CONSEGNA DELL'ESERCIZIO » Riscrivi per favore il brano sulla Comunione ai malati partendo da "La diocesi di Trento ha" e proseguendo fino a "non avvicini nessuno.", con "formulario" al posto di "modulo".

SEZIONE DEL DOCUMENTO »

____

Quello che però interessa maggiormente è il paragrafo finale della nota, che è appunto quello fatto proprio dalla diocesi di Trento: «Per portare la Comunione ai malati che per lungo tempo non possono venire in chiesa, i Parroci e i Responsabili di Comunità Pastorale, valutandone l’opportunità, possono affidare questo compito nel periodo dell’emergenza COVID-19 a un parente convivente con il malato che sia fidato e conosciuto da Sacerdoti della Parrocchia o Comunità Pastorale».
La diocesi di Trento ha preparato, per l’occasione, un modulo da compilare, nel quale il malato chiede di poter ricevere la Santa Comunione da parte del parente convivente. Con tanto di preoccupazione (metà del modulo!) per la privacy. Il vicario diocesano, da noi contattato, ha tenuto a precisare che tutto è in capo al parroco, il quale può dunque autorizzare o rifiutare la richiesta; e che si tratta di situazioni particolari, nelle quale è meglio che il malato non avvicini nessuno.

____

DATI ESTRATTI »
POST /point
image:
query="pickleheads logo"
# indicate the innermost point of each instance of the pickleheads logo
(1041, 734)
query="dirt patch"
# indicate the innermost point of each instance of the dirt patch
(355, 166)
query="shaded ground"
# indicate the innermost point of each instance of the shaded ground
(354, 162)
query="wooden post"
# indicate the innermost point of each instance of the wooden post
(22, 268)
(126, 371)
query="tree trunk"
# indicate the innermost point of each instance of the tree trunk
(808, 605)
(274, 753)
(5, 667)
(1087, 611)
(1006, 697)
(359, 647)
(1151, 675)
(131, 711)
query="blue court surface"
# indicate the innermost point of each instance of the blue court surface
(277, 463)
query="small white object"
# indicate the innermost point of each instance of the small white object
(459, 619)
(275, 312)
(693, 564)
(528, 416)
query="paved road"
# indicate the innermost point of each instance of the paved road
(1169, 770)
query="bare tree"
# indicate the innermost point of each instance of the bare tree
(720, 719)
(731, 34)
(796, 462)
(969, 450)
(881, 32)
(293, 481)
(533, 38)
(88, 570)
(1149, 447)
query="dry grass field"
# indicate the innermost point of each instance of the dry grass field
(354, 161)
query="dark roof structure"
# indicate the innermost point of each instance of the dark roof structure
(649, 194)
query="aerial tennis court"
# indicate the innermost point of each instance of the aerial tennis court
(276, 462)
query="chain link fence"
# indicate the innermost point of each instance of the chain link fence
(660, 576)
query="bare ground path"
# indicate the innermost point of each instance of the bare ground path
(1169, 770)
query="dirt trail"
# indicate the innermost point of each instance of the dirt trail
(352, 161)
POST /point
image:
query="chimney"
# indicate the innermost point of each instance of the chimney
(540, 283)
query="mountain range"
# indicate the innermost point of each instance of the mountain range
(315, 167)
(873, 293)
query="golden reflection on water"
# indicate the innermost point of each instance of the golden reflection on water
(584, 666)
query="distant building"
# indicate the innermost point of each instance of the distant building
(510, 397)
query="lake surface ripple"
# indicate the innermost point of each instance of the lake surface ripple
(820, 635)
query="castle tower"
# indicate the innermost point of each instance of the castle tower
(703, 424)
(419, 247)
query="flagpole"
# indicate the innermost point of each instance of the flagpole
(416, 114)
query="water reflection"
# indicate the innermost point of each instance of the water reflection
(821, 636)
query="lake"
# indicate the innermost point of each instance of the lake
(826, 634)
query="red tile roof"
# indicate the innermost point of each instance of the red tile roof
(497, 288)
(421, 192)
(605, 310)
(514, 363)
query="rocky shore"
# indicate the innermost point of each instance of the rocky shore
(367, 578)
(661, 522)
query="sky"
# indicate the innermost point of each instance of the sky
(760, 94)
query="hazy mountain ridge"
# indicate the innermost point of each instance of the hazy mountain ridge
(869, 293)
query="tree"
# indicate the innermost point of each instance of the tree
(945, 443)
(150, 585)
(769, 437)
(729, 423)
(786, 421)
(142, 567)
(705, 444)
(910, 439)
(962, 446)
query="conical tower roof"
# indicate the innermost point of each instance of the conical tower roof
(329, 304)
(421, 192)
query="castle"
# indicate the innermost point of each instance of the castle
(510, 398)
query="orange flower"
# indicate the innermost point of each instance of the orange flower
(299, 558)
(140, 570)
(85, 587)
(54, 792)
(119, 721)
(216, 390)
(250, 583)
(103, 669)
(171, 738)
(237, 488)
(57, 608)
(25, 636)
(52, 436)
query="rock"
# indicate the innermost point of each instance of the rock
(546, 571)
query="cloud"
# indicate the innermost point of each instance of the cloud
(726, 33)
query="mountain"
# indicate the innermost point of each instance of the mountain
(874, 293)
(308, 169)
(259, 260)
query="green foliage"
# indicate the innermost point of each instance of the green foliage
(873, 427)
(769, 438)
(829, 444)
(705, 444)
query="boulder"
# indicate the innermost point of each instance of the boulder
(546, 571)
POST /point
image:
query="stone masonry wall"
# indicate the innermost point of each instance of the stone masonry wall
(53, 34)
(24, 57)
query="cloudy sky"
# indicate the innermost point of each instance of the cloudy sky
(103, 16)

____

SOLUZIONE »
La diocesi di Trento ha preparato, per l’occasione, un formulario da compilare, nel quale il malato chiede di poter ricevere la Santa Comunione da parte del parente convivente. Con tanto di preoccupazione (metà del formulario!) per la privacy. Il vicario diocesano, da noi contattato, ha tenuto a precisare che tutto è in capo al parroco, il quale può dunque autorizzare o rifiutare la richiesta; e che si tratta di situazioni particolari, nelle quale è meglio che il malato non avvicini nessuno.